| To do |
Locate every line below that contains the word "shadow" and copy it.
** Given data follows **
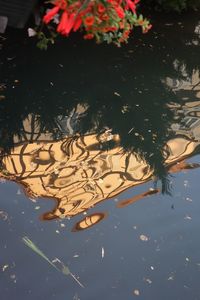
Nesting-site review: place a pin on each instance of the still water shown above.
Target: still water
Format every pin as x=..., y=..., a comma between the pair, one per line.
x=99, y=179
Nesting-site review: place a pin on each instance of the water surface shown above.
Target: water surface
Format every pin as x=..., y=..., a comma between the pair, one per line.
x=100, y=166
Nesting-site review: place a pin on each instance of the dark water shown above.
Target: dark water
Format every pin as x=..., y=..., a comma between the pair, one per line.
x=126, y=117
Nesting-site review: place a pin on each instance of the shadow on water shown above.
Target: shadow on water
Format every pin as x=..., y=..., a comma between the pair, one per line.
x=106, y=110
** End of Given data **
| Exercise result |
Nesting-site review: place a pin on each instance of the shadow on water shown above.
Target: shadow on water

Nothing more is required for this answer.